### Task to carry out
Every line of the material is to be repeated exactly as it stands.

━━━━━ Record extracts

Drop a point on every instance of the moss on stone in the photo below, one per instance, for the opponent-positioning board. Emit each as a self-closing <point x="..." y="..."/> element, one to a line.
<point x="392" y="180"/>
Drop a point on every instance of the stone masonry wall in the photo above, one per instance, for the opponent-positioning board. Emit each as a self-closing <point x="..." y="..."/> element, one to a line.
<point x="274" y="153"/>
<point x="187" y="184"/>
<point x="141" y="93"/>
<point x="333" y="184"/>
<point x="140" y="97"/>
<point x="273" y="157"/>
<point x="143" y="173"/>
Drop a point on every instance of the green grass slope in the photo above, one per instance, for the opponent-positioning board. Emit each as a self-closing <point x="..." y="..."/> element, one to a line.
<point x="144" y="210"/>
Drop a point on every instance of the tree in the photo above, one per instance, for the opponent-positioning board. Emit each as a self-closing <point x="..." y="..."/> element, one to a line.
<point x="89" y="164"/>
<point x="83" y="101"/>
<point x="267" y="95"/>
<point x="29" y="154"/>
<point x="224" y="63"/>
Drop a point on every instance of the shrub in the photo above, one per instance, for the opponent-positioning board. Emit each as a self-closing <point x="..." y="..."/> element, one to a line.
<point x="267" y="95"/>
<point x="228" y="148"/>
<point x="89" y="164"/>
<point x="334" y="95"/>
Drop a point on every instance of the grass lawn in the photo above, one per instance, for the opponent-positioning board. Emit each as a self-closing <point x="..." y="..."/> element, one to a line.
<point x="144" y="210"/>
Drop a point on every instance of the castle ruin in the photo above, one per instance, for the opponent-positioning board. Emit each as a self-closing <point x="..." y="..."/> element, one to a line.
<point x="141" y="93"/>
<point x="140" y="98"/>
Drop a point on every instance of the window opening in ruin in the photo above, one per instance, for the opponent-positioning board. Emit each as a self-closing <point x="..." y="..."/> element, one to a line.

━━━━━━━━━━

### In response
Drop a point on every instance of the moss on stone in the photo below, one per instance, for the opponent-positioning board. Emit each as a self-closing <point x="..." y="..."/> element, one to a line.
<point x="392" y="180"/>
Drop a point on every instance of the stone masonry wall in the photo above, one per instance, for the opponent-positioning board. Emit each as a self-closing <point x="..." y="..."/> element, one to a line.
<point x="274" y="153"/>
<point x="187" y="184"/>
<point x="141" y="93"/>
<point x="333" y="184"/>
<point x="140" y="97"/>
<point x="273" y="157"/>
<point x="143" y="173"/>
Drop a point on every instance of the green grass slope in the photo above, one per instance, for the opponent-positioning board. Emit each as a self-closing <point x="..." y="..."/> element, one to a line.
<point x="144" y="210"/>
Drop a point on every instance of the tree in the photo above, one per instance, for the opponent-positioning board. Emit each as a self-closing <point x="..." y="..."/> element, one to a line.
<point x="89" y="164"/>
<point x="83" y="101"/>
<point x="267" y="95"/>
<point x="29" y="154"/>
<point x="224" y="63"/>
Drop a point on every instance of the shrub in the photo above, one per instance, for the opponent-positioning board. Emit each as a self-closing <point x="..." y="..."/> element, one to a line.
<point x="267" y="95"/>
<point x="228" y="148"/>
<point x="89" y="164"/>
<point x="334" y="95"/>
Drop a point on every instance of the grass lawn in the photo above, one per instance, for the opponent-positioning board. Emit each as a self-closing <point x="..." y="..."/> element, one to a line.
<point x="144" y="210"/>
Drop a point on every instance of the castle ruin in the photo above, one per instance, for the opponent-positioning board. Emit each as a self-closing <point x="..." y="..."/> element, one to a line.
<point x="141" y="93"/>
<point x="140" y="98"/>
Drop a point on every instance of the window opening in ruin in the photo above, one per instance, for the opponent-positioning board. Emit each as a self-closing <point x="..." y="..."/> element, one to a line.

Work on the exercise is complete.